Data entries
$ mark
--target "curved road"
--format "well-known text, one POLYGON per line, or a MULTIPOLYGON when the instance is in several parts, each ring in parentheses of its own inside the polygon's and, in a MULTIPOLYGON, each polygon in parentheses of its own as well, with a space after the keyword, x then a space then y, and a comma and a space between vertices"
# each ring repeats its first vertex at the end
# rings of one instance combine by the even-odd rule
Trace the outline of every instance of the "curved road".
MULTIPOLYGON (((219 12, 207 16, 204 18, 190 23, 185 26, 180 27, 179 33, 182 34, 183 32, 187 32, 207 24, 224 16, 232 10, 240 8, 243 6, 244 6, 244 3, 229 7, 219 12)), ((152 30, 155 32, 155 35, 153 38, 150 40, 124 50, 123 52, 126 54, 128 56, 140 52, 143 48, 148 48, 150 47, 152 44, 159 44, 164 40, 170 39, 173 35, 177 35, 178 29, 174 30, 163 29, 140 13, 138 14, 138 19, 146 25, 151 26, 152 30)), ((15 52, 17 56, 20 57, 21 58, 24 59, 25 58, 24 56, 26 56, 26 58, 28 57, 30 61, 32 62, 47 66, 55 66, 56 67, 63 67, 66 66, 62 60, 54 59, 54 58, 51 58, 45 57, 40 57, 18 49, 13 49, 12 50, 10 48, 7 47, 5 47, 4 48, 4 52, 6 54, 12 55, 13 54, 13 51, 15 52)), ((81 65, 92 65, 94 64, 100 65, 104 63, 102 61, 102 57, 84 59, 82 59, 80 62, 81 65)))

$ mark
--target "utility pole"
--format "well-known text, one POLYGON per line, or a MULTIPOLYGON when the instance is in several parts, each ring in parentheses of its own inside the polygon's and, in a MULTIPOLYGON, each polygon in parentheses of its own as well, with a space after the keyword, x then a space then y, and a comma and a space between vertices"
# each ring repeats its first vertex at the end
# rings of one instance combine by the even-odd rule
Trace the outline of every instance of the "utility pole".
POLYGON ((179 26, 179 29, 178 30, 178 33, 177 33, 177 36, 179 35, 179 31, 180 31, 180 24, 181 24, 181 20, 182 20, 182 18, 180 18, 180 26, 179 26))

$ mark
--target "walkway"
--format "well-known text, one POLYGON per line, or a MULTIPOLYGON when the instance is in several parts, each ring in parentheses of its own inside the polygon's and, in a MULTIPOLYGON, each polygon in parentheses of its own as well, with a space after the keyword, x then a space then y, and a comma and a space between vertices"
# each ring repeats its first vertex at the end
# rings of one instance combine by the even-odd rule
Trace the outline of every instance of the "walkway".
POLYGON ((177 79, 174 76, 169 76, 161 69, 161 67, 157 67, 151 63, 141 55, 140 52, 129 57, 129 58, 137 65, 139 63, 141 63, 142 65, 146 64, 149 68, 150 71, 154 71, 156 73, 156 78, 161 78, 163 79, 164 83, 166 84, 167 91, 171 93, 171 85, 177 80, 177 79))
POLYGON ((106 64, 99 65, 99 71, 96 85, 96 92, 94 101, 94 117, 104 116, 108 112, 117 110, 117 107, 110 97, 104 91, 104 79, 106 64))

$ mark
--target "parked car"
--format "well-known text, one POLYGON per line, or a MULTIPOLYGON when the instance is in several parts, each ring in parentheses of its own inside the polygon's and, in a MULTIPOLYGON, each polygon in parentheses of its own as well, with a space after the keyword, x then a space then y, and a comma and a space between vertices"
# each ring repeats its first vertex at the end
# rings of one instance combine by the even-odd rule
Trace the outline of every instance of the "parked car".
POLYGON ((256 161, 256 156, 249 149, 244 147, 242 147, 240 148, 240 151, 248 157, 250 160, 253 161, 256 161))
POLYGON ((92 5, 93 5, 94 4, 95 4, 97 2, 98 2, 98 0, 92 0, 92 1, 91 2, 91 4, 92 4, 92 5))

...

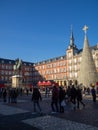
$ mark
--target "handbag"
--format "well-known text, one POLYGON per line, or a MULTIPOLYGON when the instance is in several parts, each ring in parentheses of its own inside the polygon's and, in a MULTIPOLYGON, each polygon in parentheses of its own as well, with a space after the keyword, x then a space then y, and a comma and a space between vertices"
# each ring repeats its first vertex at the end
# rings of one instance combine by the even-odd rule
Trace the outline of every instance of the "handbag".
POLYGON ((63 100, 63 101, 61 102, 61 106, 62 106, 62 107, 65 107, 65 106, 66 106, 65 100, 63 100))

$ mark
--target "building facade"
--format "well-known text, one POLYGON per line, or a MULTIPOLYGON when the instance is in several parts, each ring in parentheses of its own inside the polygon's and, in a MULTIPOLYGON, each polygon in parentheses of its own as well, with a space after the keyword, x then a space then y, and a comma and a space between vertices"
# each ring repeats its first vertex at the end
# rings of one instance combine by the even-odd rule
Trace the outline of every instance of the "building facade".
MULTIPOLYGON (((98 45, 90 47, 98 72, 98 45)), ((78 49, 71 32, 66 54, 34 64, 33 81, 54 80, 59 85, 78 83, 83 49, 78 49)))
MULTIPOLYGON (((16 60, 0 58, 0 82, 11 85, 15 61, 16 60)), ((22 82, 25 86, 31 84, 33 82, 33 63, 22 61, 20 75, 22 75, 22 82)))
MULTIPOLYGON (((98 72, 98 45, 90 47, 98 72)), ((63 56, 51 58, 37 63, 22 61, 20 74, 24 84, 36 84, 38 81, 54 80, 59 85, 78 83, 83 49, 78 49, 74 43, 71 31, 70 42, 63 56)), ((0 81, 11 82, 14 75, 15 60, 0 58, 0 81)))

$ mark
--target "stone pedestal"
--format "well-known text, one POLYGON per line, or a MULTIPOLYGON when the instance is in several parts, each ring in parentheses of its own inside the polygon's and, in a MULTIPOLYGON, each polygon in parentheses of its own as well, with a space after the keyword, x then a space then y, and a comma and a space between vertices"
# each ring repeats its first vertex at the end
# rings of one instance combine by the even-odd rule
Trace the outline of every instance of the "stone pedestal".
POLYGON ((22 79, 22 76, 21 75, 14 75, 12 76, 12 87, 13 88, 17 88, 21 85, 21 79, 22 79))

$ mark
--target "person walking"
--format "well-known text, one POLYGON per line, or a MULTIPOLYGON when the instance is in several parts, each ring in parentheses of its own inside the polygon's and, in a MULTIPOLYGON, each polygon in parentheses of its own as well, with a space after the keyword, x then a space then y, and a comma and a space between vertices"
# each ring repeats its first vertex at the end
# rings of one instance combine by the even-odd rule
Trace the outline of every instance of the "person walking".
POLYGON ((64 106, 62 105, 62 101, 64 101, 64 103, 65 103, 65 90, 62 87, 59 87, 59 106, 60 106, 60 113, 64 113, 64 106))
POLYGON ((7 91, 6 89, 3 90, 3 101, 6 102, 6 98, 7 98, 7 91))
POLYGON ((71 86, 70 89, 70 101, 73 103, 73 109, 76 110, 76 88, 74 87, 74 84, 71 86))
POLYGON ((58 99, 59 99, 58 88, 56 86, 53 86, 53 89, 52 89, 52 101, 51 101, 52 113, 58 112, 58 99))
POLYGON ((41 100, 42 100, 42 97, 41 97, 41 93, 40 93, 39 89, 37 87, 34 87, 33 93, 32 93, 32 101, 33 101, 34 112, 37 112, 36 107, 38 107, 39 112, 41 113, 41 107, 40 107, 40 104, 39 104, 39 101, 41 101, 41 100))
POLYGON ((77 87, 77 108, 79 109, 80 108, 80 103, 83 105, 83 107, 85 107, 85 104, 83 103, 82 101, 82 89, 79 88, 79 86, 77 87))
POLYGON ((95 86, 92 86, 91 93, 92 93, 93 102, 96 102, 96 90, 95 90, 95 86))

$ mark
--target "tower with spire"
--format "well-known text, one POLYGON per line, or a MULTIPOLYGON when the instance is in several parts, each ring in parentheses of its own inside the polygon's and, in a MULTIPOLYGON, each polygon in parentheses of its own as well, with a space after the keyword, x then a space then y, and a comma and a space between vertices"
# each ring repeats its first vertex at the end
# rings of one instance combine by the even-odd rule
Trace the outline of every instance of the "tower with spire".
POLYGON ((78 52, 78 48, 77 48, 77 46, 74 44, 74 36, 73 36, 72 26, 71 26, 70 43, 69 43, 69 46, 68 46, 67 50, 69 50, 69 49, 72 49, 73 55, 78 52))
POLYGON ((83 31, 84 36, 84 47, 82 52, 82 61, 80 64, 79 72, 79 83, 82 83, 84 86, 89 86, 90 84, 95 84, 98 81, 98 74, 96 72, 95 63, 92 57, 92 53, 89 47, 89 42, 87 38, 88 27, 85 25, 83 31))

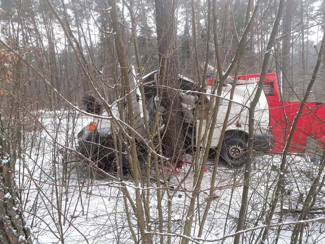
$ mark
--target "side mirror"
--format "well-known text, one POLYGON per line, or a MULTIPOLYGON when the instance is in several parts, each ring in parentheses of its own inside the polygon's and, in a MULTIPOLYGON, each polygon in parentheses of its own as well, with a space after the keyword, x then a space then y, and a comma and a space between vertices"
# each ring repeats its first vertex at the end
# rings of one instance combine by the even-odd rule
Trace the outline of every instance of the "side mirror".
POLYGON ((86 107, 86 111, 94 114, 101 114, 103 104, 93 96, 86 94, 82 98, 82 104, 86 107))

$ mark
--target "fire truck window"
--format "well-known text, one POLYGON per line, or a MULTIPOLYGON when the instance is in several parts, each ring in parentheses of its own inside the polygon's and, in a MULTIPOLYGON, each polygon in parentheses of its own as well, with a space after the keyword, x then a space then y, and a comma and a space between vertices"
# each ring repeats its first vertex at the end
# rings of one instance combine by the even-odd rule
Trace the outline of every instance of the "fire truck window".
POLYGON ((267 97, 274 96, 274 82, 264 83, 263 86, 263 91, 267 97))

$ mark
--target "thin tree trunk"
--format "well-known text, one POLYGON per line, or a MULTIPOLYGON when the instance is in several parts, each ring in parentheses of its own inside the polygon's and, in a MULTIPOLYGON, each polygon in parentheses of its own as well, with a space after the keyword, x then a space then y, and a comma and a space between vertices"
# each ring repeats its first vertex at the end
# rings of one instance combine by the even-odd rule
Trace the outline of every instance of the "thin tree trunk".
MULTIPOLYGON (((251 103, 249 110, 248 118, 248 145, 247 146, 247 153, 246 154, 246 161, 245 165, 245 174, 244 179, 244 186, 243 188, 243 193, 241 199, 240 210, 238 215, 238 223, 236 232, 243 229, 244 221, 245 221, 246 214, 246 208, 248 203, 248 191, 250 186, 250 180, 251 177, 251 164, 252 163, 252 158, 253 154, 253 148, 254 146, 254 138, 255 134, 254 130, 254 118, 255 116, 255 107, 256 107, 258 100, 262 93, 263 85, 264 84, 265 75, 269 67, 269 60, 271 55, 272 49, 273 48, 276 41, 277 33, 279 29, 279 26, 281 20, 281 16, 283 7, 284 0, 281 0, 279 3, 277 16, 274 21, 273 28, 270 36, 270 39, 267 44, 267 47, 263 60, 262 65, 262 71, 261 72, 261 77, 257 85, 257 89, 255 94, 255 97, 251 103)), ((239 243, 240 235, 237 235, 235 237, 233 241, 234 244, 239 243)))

Exercise goal » Collect every line in the records above that contains the word "parked", and copy each one out in full.

Response to the task »
--target "parked car"
Trace the outline of every instance of the "parked car".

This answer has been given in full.